**Aufgabe a**
Schreib aus dem Text über die zwei Brüder vor dem Amtsgericht Heidenheim den Abschnitt zwischen „Täter im Rentenalter“ und „trotzdem eine Freiheitsstrafe.“ ab, beide eingeschlossen.

**Textauszug**
===============

Täter im Rentenalter

Betrunken auf Sanitäter in Giengen losgegangen: Am Amtsgericht Heidenheim wurden zwei Brüder zu Freiheitsstrafen verurteilt

Zwei Brüder haben stark betrunken nach einer Feier in Giengen Rettungskräfte attackiert, die ihnen zuvor zu Hilfe geeilt waren. Vor dem Amtsgericht räumten sie die Taten ein und zeigten Reue, erhielten aber trotzdem eine Freiheitsstrafe.

===============

**Bereitgestelltes Material**
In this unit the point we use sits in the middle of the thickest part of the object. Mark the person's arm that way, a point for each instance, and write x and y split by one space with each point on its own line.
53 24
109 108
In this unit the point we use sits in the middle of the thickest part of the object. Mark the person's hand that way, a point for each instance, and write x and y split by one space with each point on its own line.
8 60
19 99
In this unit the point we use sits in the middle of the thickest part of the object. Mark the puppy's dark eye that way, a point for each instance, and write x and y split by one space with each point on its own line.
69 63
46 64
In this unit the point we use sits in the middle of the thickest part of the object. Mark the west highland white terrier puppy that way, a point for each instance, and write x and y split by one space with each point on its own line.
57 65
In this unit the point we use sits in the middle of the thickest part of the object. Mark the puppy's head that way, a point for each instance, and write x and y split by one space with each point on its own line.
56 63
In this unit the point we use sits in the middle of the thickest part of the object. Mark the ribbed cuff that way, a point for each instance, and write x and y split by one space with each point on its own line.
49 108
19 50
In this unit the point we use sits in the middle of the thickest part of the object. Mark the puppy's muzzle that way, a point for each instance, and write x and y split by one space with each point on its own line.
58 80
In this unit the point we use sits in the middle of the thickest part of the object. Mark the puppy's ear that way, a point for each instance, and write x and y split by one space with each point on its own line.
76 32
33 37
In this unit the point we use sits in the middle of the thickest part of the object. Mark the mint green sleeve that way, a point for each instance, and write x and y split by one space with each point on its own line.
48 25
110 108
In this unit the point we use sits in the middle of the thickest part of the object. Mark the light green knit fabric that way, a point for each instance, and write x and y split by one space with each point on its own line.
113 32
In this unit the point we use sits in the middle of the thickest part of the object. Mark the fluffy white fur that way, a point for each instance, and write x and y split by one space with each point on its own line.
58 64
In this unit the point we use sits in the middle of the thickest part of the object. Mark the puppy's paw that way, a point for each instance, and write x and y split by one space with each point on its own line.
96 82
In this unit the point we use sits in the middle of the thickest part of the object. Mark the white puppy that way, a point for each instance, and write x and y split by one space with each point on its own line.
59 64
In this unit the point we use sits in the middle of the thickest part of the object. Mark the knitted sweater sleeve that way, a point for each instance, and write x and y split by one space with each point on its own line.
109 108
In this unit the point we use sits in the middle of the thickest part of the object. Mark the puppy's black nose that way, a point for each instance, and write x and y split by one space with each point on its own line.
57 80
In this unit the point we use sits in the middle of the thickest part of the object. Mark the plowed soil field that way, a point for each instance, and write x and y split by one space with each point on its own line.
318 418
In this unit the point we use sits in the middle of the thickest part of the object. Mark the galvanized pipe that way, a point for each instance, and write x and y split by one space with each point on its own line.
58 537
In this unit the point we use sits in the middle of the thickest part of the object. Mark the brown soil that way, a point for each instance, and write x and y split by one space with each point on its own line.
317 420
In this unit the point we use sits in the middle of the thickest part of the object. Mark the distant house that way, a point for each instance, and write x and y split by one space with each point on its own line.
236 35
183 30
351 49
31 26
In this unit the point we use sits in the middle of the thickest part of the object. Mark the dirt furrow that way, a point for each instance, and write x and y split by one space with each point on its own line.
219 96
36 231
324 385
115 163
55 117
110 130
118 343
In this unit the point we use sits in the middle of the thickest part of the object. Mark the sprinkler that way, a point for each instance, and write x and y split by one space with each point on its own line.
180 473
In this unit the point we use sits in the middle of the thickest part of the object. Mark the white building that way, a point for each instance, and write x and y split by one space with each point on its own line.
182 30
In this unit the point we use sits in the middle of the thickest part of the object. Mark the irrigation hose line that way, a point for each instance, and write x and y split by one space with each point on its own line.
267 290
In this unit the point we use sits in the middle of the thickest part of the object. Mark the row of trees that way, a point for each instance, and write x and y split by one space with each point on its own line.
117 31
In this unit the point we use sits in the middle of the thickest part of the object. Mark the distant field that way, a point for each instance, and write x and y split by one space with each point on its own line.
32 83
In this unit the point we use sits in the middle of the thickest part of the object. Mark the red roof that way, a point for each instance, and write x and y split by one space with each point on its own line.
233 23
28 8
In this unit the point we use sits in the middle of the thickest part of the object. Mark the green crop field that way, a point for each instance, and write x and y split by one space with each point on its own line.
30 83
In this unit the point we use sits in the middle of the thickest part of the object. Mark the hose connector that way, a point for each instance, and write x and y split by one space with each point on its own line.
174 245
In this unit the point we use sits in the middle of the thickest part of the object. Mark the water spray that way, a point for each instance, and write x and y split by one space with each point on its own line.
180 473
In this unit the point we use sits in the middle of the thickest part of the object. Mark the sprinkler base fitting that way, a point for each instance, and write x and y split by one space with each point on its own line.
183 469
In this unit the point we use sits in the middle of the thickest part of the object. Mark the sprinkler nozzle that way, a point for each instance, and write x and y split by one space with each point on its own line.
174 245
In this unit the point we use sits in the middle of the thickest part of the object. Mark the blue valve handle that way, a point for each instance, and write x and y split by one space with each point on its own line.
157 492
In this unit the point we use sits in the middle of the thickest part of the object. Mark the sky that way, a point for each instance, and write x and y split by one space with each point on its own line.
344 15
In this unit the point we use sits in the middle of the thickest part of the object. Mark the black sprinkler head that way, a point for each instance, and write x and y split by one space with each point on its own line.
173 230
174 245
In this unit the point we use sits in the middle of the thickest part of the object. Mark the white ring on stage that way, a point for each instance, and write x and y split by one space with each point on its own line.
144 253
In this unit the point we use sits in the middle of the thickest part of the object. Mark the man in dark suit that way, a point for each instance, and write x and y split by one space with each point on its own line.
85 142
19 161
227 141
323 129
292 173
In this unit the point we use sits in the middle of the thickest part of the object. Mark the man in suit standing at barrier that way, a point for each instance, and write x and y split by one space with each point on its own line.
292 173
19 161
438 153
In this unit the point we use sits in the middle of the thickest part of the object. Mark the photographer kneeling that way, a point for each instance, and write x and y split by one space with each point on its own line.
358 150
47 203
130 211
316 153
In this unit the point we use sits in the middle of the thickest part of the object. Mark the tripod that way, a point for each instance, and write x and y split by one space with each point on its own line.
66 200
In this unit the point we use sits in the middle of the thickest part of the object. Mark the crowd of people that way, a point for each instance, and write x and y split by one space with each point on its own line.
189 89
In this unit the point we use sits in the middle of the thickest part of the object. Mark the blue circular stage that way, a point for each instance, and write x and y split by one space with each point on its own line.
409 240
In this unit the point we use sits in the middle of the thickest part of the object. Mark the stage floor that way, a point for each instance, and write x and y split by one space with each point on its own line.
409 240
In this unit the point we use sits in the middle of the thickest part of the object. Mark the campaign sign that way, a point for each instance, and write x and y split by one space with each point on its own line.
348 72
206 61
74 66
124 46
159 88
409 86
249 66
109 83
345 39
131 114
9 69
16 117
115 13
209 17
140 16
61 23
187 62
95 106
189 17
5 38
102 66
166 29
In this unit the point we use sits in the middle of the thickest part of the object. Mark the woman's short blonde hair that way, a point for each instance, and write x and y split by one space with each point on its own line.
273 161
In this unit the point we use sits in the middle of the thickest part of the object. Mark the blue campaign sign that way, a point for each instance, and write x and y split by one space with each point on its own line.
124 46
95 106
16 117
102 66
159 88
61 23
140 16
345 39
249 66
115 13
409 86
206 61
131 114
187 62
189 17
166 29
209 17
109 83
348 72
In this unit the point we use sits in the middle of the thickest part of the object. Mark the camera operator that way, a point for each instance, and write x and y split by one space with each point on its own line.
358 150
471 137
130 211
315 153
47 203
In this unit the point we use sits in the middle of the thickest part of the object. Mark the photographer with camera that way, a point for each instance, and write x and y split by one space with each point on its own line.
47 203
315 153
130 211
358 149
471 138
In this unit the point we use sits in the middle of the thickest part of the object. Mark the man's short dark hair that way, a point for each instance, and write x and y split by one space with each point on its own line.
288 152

===============

**Aufgabe b**
Zeig jede Zeile der Auflistung, in der das Wort „people“ vorkommt. Achte dabei auf Groß- und Kleinschreibung.

**Schriftliche Antwort a**
Täter im Rentenalter

Betrunken auf Sanitäter in Giengen losgegangen: Am Amtsgericht Heidenheim wurden zwei Brüder zu Freiheitsstrafen verurteilt

Zwei Brüder haben stark betrunken nach einer Feier in Giengen Rettungskräfte attackiert, die ihnen zuvor zu Hilfe geeilt waren. Vor dem Amtsgericht räumten sie die Taten ein und zeigten Reue, erhielten aber trotzdem eine Freiheitsstrafe.

**Schriftliche Antwort b**
In this unit the point we use sits in the middle of the thickest part of the object. Mark the crowd of people that way, a point for each instance, and write x and y split by one space with each point on its own line.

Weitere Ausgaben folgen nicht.